AVAILABLE RECORDS: Begin
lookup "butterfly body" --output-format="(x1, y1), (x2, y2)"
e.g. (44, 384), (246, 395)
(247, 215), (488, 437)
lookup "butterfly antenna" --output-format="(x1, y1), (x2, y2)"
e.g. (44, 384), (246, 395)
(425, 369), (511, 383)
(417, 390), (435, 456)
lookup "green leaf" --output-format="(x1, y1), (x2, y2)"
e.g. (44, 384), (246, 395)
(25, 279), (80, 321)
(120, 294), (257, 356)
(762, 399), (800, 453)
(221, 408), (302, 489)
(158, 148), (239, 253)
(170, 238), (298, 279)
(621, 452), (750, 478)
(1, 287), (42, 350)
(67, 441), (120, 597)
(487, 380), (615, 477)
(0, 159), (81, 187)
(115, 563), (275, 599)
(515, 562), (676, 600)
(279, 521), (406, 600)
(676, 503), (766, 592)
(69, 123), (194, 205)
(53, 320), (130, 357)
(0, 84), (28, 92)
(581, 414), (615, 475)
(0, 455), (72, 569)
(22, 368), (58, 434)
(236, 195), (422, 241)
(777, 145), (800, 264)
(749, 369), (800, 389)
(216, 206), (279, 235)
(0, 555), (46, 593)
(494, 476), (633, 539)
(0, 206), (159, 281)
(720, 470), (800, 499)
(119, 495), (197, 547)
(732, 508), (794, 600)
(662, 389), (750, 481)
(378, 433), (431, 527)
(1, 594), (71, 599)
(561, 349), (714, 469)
AVAILABLE RECORDS: End
• WHAT THIS TASK INVOLVES:
Word for word, give the material above a second time.

• ANSWER TO THIS PROBLEM:
lookup "butterfly body" --output-format="(x1, y1), (x2, y2)"
e.g. (44, 384), (246, 395)
(247, 215), (488, 437)
lookup "butterfly antenna" --output-format="(x1, y1), (x2, y2)"
e.g. (44, 384), (246, 395)
(425, 369), (511, 383)
(417, 390), (435, 456)
lookup "green leaf" --output-format="(x1, y1), (x2, y2)"
e.g. (44, 384), (246, 395)
(25, 279), (80, 321)
(120, 294), (257, 356)
(762, 399), (800, 453)
(221, 408), (302, 489)
(158, 148), (239, 253)
(170, 238), (298, 279)
(621, 452), (750, 478)
(1, 287), (42, 350)
(67, 441), (120, 597)
(487, 380), (615, 477)
(0, 159), (81, 187)
(115, 563), (275, 599)
(515, 562), (676, 600)
(279, 521), (406, 600)
(676, 503), (766, 592)
(69, 123), (194, 205)
(53, 320), (130, 357)
(0, 84), (28, 92)
(581, 414), (615, 475)
(0, 455), (72, 569)
(22, 368), (58, 434)
(236, 195), (422, 241)
(777, 145), (800, 264)
(749, 369), (800, 389)
(216, 206), (279, 235)
(0, 555), (46, 593)
(494, 476), (633, 539)
(0, 206), (159, 281)
(720, 470), (800, 499)
(119, 495), (197, 547)
(732, 508), (794, 600)
(662, 389), (750, 481)
(378, 433), (431, 527)
(1, 594), (71, 599)
(561, 349), (714, 469)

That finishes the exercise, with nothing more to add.